* **Document text**:
"""

Sharing space

Last week I participated in the conference Beyond Mothering Myths? Motherhood in an Age of Neoliberalism and Individualisation. With a partner recovering from foot surgery, children on school holidays and a busy time at work, my attendance was partial and interrupted. Those presentations I did attend were provocative and affecting.

Lilia Mantai and I presented (on behalf of co-authors Jayde Cahir, Gail Crimmins, Janet Free, Karina Luzia and Ann Werner) a paper entitled Living with and letting go of motherhood and academia: A narrative in seven voices. Here is one of the seven voices (which might be familiar to regular readers):

Twelve years ago, when I was a PhD student, my daughter was born. Following a life-threatening placental abruption, she was diagnosed with epilepsy. Last year, her seizures worsened with the onset of puberty (“Mum, don’t say that word”)—thirty to forty a day, lasting up to twenty minutes each. She was unable to attend school for half the year. She spent a lot of time on a beanbag in my university office on the top floor of a brutalist concrete building, with walls painted a horrid pale apricot. But the view of remnant turpentine ironbark forest is spectacular. I keep the windows open, just a crack so the birds don’t enter.

She missed the school trip to Canberra while she was sick, so we visited as a family. At the  National Art Gallery, we entered The Breathing Room by Patricia Piccinini. An audiovisual space of multiple screens, like entering the insides of a strange fleshy creature. The creature is similar in colour to my office. Sometimes it panics and its breathing and heartbeat roar. Sometimes it sleeps.  The room was both comforting and disturbing in its intimacy. A bit like being and having a mother, I thought.

"""

* **Descriptions of regions in natural language**:
"""

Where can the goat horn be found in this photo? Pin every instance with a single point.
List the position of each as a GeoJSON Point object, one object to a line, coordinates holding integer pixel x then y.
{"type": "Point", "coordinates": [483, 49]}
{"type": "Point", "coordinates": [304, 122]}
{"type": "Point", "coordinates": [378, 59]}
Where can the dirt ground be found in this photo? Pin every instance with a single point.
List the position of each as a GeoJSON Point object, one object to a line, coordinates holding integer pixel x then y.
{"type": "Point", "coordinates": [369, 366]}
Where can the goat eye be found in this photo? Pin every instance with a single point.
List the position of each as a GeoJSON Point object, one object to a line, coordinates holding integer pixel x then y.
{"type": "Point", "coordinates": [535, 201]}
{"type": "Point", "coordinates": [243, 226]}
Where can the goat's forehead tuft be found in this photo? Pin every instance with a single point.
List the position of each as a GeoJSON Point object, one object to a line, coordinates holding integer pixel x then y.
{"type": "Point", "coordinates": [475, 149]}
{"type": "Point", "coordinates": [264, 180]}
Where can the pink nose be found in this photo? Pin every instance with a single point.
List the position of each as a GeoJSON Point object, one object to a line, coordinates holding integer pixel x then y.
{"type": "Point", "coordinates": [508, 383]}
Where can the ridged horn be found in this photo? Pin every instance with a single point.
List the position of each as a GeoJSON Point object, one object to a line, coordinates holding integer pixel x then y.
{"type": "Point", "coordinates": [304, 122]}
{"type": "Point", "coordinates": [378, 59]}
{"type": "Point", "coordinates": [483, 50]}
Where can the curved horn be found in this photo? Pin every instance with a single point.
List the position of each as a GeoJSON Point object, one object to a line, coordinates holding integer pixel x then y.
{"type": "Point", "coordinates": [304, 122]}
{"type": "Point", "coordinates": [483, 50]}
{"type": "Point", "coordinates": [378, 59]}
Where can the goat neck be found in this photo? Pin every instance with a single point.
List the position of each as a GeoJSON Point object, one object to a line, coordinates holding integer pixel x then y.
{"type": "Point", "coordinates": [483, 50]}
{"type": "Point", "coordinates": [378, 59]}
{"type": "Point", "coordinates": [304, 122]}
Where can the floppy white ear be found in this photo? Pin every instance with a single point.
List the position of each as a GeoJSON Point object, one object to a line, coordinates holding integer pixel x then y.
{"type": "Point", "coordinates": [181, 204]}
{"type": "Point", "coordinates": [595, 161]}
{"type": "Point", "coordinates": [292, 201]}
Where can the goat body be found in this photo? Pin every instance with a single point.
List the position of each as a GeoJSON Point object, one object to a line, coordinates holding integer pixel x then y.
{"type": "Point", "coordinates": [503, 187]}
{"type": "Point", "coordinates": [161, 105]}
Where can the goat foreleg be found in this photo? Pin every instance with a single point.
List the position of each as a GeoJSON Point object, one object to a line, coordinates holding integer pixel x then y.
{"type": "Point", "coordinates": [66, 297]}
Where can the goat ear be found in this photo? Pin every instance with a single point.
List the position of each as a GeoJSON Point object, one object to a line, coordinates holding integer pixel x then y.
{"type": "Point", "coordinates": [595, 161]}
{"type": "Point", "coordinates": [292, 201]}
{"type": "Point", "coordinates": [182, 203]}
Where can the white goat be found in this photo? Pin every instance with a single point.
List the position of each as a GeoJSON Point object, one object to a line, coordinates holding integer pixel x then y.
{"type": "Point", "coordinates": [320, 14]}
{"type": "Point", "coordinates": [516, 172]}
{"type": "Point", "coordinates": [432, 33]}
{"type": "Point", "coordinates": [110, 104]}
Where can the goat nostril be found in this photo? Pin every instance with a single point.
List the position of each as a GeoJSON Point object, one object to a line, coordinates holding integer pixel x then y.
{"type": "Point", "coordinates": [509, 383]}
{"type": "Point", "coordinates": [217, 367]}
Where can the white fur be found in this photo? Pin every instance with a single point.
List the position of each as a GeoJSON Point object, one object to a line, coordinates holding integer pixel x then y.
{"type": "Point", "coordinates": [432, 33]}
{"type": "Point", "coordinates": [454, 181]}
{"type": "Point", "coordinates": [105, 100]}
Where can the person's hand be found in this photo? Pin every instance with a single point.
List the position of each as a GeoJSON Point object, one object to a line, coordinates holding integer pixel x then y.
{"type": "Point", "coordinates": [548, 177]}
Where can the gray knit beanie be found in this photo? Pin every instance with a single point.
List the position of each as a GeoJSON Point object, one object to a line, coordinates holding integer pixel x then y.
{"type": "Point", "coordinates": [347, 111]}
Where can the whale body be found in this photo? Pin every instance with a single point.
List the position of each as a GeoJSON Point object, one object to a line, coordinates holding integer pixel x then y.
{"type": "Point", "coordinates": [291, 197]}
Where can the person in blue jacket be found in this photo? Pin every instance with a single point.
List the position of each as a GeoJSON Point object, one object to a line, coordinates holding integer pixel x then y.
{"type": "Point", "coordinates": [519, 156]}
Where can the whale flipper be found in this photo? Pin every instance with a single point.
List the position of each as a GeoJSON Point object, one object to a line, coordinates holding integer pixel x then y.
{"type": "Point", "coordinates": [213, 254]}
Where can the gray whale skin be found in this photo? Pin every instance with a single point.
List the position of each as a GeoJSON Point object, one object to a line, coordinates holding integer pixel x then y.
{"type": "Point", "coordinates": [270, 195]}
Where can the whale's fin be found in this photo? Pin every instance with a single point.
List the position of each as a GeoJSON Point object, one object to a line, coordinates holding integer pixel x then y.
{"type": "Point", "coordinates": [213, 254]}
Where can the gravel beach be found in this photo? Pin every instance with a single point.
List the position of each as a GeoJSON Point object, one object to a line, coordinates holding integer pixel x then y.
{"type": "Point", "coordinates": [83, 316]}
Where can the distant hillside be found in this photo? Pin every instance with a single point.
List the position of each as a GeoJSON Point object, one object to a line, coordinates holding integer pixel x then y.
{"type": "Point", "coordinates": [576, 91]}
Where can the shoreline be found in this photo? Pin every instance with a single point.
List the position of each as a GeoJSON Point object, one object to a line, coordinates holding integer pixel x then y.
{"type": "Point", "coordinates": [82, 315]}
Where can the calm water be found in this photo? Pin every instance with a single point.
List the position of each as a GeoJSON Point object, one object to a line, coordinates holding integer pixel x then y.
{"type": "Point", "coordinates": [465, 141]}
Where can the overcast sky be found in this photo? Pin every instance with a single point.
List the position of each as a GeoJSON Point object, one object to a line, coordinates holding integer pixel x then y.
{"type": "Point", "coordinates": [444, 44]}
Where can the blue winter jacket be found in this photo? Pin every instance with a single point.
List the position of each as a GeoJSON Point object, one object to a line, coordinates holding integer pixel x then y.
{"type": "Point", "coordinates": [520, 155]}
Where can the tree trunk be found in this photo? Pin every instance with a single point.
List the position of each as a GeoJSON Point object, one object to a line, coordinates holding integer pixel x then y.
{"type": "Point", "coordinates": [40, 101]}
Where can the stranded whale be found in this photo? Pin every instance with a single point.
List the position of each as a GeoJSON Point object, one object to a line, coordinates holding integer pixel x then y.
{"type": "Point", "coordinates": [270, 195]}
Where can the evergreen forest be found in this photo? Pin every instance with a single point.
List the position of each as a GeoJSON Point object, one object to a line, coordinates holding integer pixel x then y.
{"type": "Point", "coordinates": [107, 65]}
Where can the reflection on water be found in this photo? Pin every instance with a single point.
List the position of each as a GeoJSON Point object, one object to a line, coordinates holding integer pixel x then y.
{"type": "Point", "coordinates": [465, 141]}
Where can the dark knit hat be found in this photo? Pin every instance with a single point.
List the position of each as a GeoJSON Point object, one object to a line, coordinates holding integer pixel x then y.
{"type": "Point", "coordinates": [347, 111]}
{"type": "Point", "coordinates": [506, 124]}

"""

* **Work to complete**:
In the post about sharing space, write out word for word the stretch from "Twelve years ago, when" through "birds don’t enter.".

* **Response area**:
Twelve years ago, when I was a PhD student, my daughter was born. Following a life-threatening placental abruption, she was diagnosed with epilepsy. Last year, her seizures worsened with the onset of puberty (“Mum, don’t say that word”)—thirty to forty a day, lasting up to twenty minutes each. She was unable to attend school for half the year. She spent a lot of time on a beanbag in my university office on the top floor of a brutalist concrete building, with walls painted a horrid pale apricot. But the view of remnant turpentine ironbark forest is spectacular. I keep the windows open, just a crack so the birds don’t enter.